[CentOS] dhcpd frequent renewals
Rob Kampen
rkampen at kampensonline.com
Fri Feb 19 03:46:33 UTC 2016
On 18/02/16 13:41, david wrote:
> Rob
> DNS service for my clients is provided by my gateway server, the same
> machine as the DHCPD server. I think that's what the "option
> domain-name-servers" line does. This allows me to provide 192.168
> addresses to them when they try to access anything inside the house
> with a name. If it's not a locally defined name, BIND forwards the
> request to the internet.
>
> I'm not sure I understand about dhcpd log and dns log. I scan
> /var/log/messages, using the service name as the key. Looking at
> 'named' entries, all I see are messages of the form "clients-per-query
> increased to XX".
I have had entries like:
--------------------- dhcpd Begin ------------------------
Unknown Entries:
Abandoning IP address 192.168.229.104: pinged before offer: 1 Time(s)
As I am not normally anywhere near this server, it is one I remote
manage, I have not followed up,
I am now implementing a new network for them and hoping all this hassle
will be a thing of the past.
Sorry I have no other insight.
> I'm still mystified by the fact that only the i-devices (iphone, ipad)
> exhibit this behavior of rapid dhcpd renewals. Mac's and PC's don't.
>
> David
>
> At 06:48 AM 2/17/2016, you wrote:
>> On 16/02/16 16:59, david wrote:
>>> Folks
>>>
>>> This might be the wrong place to ask, but I don't know where to turn.
>>> My internal home network, including wireless, is controlled by a
>>> Centos6 server, which provides dhcpd services, along with NAT. I
>>> have DHCPD configured with the addresses 192.168.155.200 through
>>> 192.168.155.254 as the range for dynamic allocations. The
>>> default-lease time is 1800 seconds, the maximum is 3600 seconds.

| Listed records |
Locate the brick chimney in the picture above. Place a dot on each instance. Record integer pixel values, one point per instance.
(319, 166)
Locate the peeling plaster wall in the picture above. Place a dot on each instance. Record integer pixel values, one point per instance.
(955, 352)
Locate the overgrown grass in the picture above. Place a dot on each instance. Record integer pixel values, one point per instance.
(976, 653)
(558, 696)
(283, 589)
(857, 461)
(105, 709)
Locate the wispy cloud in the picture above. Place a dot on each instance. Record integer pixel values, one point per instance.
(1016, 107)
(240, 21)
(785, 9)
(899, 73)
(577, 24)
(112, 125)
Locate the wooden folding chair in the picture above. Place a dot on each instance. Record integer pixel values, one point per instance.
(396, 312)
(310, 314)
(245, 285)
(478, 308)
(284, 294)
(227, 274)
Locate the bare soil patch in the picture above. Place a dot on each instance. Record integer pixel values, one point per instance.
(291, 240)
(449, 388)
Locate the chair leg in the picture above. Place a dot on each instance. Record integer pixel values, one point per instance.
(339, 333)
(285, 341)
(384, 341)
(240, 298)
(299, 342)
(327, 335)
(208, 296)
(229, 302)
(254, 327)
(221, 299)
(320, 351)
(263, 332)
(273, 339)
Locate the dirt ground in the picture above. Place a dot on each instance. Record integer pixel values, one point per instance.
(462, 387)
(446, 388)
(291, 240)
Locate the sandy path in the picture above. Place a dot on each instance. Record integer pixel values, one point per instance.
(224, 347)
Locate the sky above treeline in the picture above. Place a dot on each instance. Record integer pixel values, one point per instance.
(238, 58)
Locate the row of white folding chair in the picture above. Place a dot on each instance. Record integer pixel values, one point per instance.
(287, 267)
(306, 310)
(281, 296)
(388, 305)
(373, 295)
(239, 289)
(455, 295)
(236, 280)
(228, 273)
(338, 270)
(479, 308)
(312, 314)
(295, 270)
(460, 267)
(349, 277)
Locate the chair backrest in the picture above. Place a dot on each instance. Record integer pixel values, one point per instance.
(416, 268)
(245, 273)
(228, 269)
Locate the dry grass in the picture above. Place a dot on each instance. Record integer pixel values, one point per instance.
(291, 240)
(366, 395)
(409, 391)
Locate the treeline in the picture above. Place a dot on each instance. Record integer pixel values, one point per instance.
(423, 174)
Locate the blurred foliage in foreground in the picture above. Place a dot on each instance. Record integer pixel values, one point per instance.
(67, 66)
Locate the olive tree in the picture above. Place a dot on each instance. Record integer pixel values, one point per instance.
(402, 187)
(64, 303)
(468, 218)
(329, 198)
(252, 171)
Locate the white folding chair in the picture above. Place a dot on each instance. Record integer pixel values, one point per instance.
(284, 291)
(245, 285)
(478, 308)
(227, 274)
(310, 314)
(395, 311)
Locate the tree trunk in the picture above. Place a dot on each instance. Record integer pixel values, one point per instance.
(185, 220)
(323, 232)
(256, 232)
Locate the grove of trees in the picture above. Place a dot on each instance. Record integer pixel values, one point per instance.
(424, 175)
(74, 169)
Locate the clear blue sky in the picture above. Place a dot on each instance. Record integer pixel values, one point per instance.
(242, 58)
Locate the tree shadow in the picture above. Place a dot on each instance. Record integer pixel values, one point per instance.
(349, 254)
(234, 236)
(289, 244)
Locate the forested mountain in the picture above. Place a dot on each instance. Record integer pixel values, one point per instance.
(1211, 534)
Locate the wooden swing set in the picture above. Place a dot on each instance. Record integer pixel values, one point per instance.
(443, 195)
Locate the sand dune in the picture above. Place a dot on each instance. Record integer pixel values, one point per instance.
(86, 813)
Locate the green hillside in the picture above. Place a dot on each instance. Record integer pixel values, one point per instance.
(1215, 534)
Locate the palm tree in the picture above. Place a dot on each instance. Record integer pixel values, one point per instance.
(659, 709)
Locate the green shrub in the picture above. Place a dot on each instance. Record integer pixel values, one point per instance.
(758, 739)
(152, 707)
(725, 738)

| Required actions |
#1 Could you write out the part of the dhcpd renewals post from "Sorry I have" up to and including "and PC's don't."?
#2 Can you rewrite the paragraph of the dhcpd renewals post that begins "DNS service for my clients" as a shorter version that keeps its main facts?
The records come from a separate source.

| Answers provided |
#1
Sorry I have no other insight.
> I'm still mystified by the fact that only the i-devices (iphone, ipad)
> exhibit this behavior of rapid dhcpd renewals. Mac's and PC's don't.

#2 The gateway server, which is also the DHCPD server, gives the clients DNS, probably through the "option domain-name-servers" line. Names inside the house resolve to 192.168 addresses. BIND forwards any name that isn't defined locally to the internet.